TEXT PASSAGE Block Start
- Episode no.: Season 3 Episode 4
- Directed by: Thomas Schnauz
- Written by: Jonathan Glatzer
- Original air date: May 1, 2017
- Running time: 47 minutes

Guest appearances
- Steven Bauer as Don Eladio Vuente; Javier Grajeda as Juan Bolsa; Kerry Condon as Stacey Ehrmantraut; Manuel Uriza as Ximenez Lecerda; Kimberly Hébert Gregory as DDA Kyra Hay; Harrison Thomas as Lyle; Tina Parker as Francesca Liddy; Jeremiah Bitsui as Victor; Vincent Fuentes as Arturo Colon; Abigail Zoe Lewis as Kaylee Ehrmantraut; Mark Margolis as Hector Salamanca;

Episode chronology
| ← Previous "Sunk Costs" | Next → "Chicanery" |
- Better Call Saul season 3

= Sabrosito =

"Sabrosito" is the fourth episode of the third season of the AMC television series Better Call Saul, the spinoff series of Breaking Bad. The episode aired on May 1, 2017, on AMC in the United States. Outside of the United States, the episode premiered on streaming service Netflix in several countries.

== Plot ==
=== Opening ===
In a flashback to 1999, Hector Salamanca introduces Ximenez Lecerda (Note: The truck driver Mike Ehrmantraut later robs as seen in "Nailed" and Hector has killed as seen in "Klick".) to Don Eladio. Hector says he has purchased an Albuquerque ice cream store that will facilitate drug sales because Ximenez can bring cocaine over the border when he delivers store supplies. Hector has named the store for Eladio: "El Griego Guiñador". (Note: "The Winking Greek"; Eladio is a Spanish name which means "The Greek".) He also presents the gift of a bobblehead mascot for the store which is named "Sabrosito", as well as a cash tribute. Juan Bolsa arrives with Gus Fring's gifts — a Los Pollos Hermanos T-shirt and a larger cash tribute. Eladio teases Hector and Hector is humiliated, but Juan reminds him to show respect to their boss.
TEXT PASSAGE Block End
DATASET EXCERPTS Block Start
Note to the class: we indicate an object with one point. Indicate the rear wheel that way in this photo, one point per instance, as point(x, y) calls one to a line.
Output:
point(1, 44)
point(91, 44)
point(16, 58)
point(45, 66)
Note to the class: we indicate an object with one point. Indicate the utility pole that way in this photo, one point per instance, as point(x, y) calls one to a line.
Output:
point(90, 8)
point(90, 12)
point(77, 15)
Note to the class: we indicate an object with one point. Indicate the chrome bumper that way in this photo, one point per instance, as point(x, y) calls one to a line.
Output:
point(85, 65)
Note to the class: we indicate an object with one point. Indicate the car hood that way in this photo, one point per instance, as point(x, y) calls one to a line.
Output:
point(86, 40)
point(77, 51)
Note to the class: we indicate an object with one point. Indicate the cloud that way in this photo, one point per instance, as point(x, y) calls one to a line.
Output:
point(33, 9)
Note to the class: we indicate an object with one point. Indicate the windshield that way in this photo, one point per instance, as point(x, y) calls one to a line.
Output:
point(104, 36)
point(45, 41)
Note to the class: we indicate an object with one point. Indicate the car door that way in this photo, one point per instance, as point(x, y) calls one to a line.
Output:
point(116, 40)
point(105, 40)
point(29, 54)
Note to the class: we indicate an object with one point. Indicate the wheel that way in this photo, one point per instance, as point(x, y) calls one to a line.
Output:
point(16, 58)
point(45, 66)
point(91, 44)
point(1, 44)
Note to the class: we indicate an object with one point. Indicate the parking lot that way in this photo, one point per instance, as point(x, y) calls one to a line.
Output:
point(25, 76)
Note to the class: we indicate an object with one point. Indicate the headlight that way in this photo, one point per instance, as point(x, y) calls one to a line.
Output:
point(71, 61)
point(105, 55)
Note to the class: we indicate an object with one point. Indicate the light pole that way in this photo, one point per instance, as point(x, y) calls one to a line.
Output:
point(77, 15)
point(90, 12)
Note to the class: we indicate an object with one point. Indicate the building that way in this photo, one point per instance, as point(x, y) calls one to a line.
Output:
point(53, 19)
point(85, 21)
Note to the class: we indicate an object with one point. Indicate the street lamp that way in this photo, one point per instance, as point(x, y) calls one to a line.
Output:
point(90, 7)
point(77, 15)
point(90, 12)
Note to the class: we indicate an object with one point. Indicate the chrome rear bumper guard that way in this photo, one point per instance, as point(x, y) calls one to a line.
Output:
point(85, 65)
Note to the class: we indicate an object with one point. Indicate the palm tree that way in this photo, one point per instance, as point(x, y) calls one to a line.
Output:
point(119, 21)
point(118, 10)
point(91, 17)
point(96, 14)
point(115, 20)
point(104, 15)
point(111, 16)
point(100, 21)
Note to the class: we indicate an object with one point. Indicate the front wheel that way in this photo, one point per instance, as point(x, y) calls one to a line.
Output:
DATASET EXCERPTS Block End
**SET OF TASKS:**
1: Reproduce the stretch of the "Sabrosito" episode article from "Guest appearances" through "in several countries.".
2: Write the next part of the article on the "Sabrosito" episode of Better Call Saul, picking up after its last sentence.

**TASK-BY-TASK ANSWERS:**
1:
Guest appearances
- Steven Bauer as Don Eladio Vuente; Javier Grajeda as Juan Bolsa; Kerry Condon as Stacey Ehrmantraut; Manuel Uriza as Ximenez Lecerda; Kimberly Hébert Gregory as DDA Kyra Hay; Harrison Thomas as Lyle; Tina Parker as Francesca Liddy; Jeremiah Bitsui as Victor; Vincent Fuentes as Arturo Colon; Abigail Zoe Lewis as Kaylee Ehrmantraut; Mark Margolis as Hector Salamanca;

Episode chronology
| ← Previous "Sunk Costs" | Next → "Chicanery" |
- Better Call Saul season 3

= Sabrosito =

"Sabrosito" is the fourth episode of the third season of the AMC television series Better Call Saul, the spinoff series of Breaking Bad. The episode aired on May 1, 2017, on AMC in the United States. Outside of the United States, the episode premiered on streaming service Netflix in several countries.

2:
=== Main story ===
Mike Ehrmantraut surveils Hector's ice cream store and observes police arriving. He later visits Stacey and Kaylee at their new house. Hector, Nacho Varga, and Arturo visit Los Pollos Hermanos and intimidate the staff while waiting for Gus. When Gus arrives, Hector demands that Gus begin transporting Hector's drugs in Gus' trucks, unaware Gus desires this outcome.

The next day, Gus apologizes to his staff and tells them the men who intimidated them previously extorted money from him in Mexico, but that he refused their new demands. He announces he will pay the staff overtime, in addition to trauma counseling if anyone requests it. Gus' apology and claim to be acting honorably win his staff over.

Kim Wexler cancels the appointment Chuck McGill made to have his home's door repaired (Note: As seen in "Witness".) and Jimmy McGill hires Mike to do it. Mike clandestinely photographs the interior of Chuck's house to document his bizarre living conditions and copies some information from Chuck's desktop. When he hands over the photos, he gives Jimmy the note he made.

Gus visits Mike to ask why he did not accept the money that Victor tried to give him for disrupting Hector's trucks. Mike explains that he attacked them for himself, not Gus, so he does not expect payment. (Note: As seen in "Sunk Costs".) Gus says he is interested in hiring Mike, and Mike says he might be amenable.

Jimmy, Kim, Howard Hamlin, Chuck, and ADA Hay meet to finalize Jimmy's confession. Afterward, Kim tells Chuck she suspects he has another copy of the tape. Chuck confirms that he plans to submit the original at Jimmy's bar association hearing. Kim informs Jimmy and reveals that having Chuck admit the existence of the second tape is part of her plan to defend him.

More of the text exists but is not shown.